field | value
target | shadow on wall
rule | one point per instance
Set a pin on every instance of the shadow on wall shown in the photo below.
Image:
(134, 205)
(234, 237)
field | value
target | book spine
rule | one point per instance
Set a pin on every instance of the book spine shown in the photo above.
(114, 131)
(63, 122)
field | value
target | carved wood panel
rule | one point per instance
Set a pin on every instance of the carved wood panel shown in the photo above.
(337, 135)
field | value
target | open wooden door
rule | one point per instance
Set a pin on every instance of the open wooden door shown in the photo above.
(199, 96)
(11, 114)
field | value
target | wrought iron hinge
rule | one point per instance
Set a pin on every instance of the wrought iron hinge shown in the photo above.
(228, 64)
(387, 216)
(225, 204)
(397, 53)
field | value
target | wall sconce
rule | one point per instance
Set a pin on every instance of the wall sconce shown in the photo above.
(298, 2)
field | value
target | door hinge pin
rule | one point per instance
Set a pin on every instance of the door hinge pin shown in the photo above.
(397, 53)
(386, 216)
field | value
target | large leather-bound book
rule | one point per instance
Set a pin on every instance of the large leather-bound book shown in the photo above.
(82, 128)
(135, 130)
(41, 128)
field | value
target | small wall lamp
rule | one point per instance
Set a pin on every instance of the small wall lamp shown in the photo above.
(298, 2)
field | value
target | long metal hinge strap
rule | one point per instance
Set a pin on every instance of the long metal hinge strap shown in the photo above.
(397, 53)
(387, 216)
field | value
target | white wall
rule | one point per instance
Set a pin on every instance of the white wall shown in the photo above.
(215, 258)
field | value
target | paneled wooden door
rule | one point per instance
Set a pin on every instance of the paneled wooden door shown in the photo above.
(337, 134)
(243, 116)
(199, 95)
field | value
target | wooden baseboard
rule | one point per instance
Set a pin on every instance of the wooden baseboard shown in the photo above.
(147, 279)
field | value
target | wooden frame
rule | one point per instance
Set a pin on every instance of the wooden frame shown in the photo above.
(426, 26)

******************************

## OBJECTIVE:
Repeat all the entries exactly as given.

## TASK OUTPUT:
field | value
target | shadow on wall
rule | one point per instance
Set a pin on every instance of the shadow on wall shown in the photo below.
Image:
(134, 205)
(234, 237)
field | value
target | book spine
rule | one point per instance
Set a pin on every instance of the book spine shown in the photo above.
(114, 131)
(63, 122)
field | value
target | carved wood panel
rule | one point per instance
Set a pin on every instance of the carved wood panel shown in the photo above.
(337, 135)
field | value
target | open wooden door
rule | one point per instance
Set a pin on every instance of the open wooden door shown in the photo above.
(199, 96)
(11, 114)
field | value
target | wrought iron hinge
rule | one point per instance
Set a pin on every instance of the wrought iron hinge shown in the photo above.
(228, 64)
(387, 216)
(225, 204)
(397, 53)
field | value
target | wall sconce
rule | one point per instance
Set a pin on every instance of the wall sconce shown in the photo above.
(298, 2)
field | value
target | door hinge pin
rule | one point per instance
Set a pin on every instance of the door hinge pin shown in the photo above.
(397, 53)
(386, 216)
field | value
target | large leather-bound book
rule | one point per instance
Set a pin on every instance of the large leather-bound book shown in the photo above.
(82, 128)
(135, 130)
(41, 128)
field | value
target | small wall lamp
rule | one point per instance
Set a pin on every instance of the small wall lamp shown in the photo above.
(298, 2)
field | value
target | long metal hinge strap
rule | one point per instance
Set a pin on every instance of the long metal hinge strap shown in the photo above.
(397, 53)
(387, 216)
field | value
target | white wall
rule | one point per instance
Set a pin on every instance of the white wall shown in the photo above.
(215, 258)
field | value
target | paneled wooden door
rule | one point per instance
Set a pin on every instance of the paneled wooden door shown in the photo above.
(337, 134)
(243, 116)
(199, 95)
field | value
target | wooden baseboard
rule | one point per instance
Set a pin on every instance of the wooden baseboard shown in the photo above.
(147, 279)
field | value
target | wooden frame
rule | one point per instance
Set a pin on every instance of the wooden frame shown in the photo above.
(426, 26)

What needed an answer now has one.